What is expected: Whatever appears in the records, write it out again exactly.

Extracted entries:
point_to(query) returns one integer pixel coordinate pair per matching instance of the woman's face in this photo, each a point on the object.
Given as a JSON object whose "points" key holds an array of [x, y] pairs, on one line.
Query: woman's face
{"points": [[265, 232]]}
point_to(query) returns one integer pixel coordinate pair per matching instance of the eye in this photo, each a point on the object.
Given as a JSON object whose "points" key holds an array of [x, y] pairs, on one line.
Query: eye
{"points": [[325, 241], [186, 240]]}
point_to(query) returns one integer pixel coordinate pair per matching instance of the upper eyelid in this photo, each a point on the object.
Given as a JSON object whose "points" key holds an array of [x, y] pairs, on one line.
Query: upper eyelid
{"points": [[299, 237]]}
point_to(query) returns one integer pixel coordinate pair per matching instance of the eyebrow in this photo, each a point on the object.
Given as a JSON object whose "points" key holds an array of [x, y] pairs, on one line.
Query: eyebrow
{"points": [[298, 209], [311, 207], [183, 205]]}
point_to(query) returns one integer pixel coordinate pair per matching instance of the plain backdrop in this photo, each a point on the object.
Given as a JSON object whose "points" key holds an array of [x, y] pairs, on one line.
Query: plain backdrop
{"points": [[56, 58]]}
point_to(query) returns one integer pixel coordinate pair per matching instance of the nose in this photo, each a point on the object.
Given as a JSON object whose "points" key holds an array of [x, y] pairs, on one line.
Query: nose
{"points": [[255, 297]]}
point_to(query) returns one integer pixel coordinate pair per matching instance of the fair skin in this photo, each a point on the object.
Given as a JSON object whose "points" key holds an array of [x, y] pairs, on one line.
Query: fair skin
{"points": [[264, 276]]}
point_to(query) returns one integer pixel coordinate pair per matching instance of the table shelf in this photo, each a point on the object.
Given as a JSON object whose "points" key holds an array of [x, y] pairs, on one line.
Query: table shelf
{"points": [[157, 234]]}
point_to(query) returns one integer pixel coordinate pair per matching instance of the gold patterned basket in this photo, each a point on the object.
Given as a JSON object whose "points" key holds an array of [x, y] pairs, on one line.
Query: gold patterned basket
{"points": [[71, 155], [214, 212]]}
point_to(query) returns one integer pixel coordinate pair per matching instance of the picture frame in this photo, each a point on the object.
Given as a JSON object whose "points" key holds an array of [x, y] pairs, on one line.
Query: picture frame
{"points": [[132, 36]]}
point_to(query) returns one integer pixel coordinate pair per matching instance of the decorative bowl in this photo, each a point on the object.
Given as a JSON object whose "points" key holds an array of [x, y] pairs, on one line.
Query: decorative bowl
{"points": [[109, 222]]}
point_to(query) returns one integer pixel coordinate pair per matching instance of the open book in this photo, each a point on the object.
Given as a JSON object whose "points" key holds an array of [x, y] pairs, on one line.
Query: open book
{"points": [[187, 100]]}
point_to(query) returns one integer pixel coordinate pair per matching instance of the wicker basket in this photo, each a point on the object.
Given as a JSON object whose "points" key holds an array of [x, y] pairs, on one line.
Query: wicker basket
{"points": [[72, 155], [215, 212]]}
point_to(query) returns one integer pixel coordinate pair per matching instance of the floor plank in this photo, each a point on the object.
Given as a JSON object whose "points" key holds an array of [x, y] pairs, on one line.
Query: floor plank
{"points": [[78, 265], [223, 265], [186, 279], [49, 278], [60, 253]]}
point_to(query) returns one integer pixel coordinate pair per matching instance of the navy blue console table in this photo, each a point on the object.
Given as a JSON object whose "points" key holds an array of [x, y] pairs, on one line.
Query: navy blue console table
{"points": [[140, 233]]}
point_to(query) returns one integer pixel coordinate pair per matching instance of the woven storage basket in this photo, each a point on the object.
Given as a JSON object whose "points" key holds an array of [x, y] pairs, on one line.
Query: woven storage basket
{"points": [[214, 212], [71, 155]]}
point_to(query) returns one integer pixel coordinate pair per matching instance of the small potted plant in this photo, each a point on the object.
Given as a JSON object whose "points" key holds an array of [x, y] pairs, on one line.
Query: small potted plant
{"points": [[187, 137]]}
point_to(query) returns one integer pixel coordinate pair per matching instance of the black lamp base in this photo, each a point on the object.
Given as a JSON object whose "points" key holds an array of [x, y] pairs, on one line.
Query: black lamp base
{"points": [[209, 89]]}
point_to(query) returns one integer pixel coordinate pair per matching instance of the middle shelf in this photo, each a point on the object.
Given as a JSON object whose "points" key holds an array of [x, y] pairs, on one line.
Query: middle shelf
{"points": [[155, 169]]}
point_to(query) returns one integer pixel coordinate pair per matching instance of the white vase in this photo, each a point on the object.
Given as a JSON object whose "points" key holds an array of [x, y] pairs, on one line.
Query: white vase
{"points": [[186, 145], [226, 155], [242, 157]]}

Task output:
point_to(query) returns one integer pixel coordinate pair per matching instance of the woman's face in this photo, each a point on the object.
Given as a JSON object whose "points" key holds an array of [x, y] pairs, on one line.
Query: woman's face
{"points": [[265, 232]]}
point_to(query) returns one integer pixel coordinate pair per matching instance of the eye in this photo, each a point on the object.
Given as a JSON object whose "points" key holds an array of [x, y] pairs, on one line.
Query: eye
{"points": [[325, 241], [186, 240]]}
point_to(query) returns one integer pixel coordinate pair per matching instance of the upper eyelid in this photo, each a point on the object.
Given as a JSON object whose "points" key holds an array of [x, y] pairs, on one line.
Query: upper eyelid
{"points": [[299, 237]]}
point_to(query) returns one integer pixel coordinate pair per matching instance of the eyebrow in this photo, each a point on the object.
Given as a JSON object whose "points" key holds an array of [x, y] pairs, on one line.
Query: eyebrow
{"points": [[298, 209], [311, 207], [183, 205]]}
point_to(query) returns one integer pixel coordinate pair per matching instance of the plain backdrop in this photo, each a point on the object.
Given as a JSON object whose "points" key holds an array of [x, y] pairs, on one line.
Query: plain backdrop
{"points": [[56, 58]]}
point_to(query) returns one integer pixel coordinate pair per matching instance of the nose in this photo, each a point on the object.
Given as a JSON object whose "points" key holds an array of [x, y] pairs, on one line.
Query: nose
{"points": [[255, 297]]}
point_to(query) returns one integer pixel coordinate pair per matching instance of the fair skin in this photo, each a point on the object.
Given as a JSON object whose "points" key holds an array of [x, y] pairs, on one line.
Query: fair skin
{"points": [[264, 276]]}
point_to(query) returns one integer pixel coordinate pair per matching instance of the table shelf in this photo, each a point on the object.
Given as a JSON object whose "points" key holds an array of [x, y] pairs, on one line.
Query: table shelf
{"points": [[157, 234]]}
point_to(query) returns one integer pixel coordinate pair per matching instance of the gold patterned basket in this photo, each a point on the object.
Given as a JSON object whose "points" key holds an array of [x, y] pairs, on one line.
Query: gold patterned basket
{"points": [[71, 155], [214, 212]]}
point_to(query) returns one integer pixel coordinate pair per matching instance of the picture frame in this photo, each a point on the object.
Given as a JSON object whose "points" key holds an array of [x, y] pairs, on one line.
Query: picture frame
{"points": [[132, 36]]}
point_to(query) returns one integer pixel coordinate pair per matching instance of the decorative bowl in this photo, each a point on the object.
Given as a JSON object whose "points" key holds an array of [x, y] pairs, on one line.
Query: decorative bowl
{"points": [[109, 222]]}
point_to(query) returns one integer pixel coordinate pair per matching instance of the open book in this photo, each a point on the object.
Given as a JSON object whose "points" key holds an array of [x, y] pairs, on one line.
Query: open book
{"points": [[187, 100]]}
point_to(query) returns one integer pixel coordinate pair per matching instance of the wicker basket in this photo, each a point on the object.
Given as a JSON object whose "points" key holds an array of [x, y] pairs, on one line.
Query: wicker basket
{"points": [[72, 155], [215, 212]]}
point_to(query) returns one integer pixel coordinate pair per matching instance of the floor plank in this photo, each a point on the object.
Given as a JSON object whose "points" key holds an array of [x, y] pairs, on one line.
Query: floor plank
{"points": [[78, 265], [223, 265], [186, 279], [49, 278], [60, 253]]}
point_to(query) returns one integer pixel coordinate pair per matching instance of the navy blue console table in this photo, each a point on the object.
Given as a JSON object whose "points" key holds an array of [x, y] pairs, on one line.
Query: navy blue console table
{"points": [[140, 233]]}
point_to(query) returns one integer pixel coordinate pair per matching instance of the woven storage basket in this photo, each a point on the object.
Given as a JSON object whose "points" key holds an array of [x, y] pairs, on one line.
Query: woven storage basket
{"points": [[214, 212], [71, 155]]}
point_to(query) returns one integer pixel coordinate pair per matching instance of the small potted plant in this photo, each a point on the object.
Given as a JSON object whose "points" key holds an array of [x, y] pairs, on one line.
Query: small potted plant
{"points": [[187, 137]]}
point_to(query) returns one integer pixel coordinate pair per matching instance of the black lamp base in this photo, each a point on the object.
Given as a JSON object whose "points" key holds an array of [x, y] pairs, on one line.
Query: black lamp base
{"points": [[209, 89]]}
point_to(query) returns one integer pixel coordinate pair per matching instance of the middle shelf in this photo, each a point on the object.
Given as a JSON object whose "points" key holds an array of [x, y] pairs, on one line.
Query: middle shelf
{"points": [[155, 169]]}
point_to(query) returns one integer pixel coordinate pair per matching instance of the white vase in this photo, each a point on the object.
Given as a JSON object whose "points" key holds an array of [x, y] pairs, on one line.
Query: white vase
{"points": [[186, 145], [226, 155], [242, 157]]}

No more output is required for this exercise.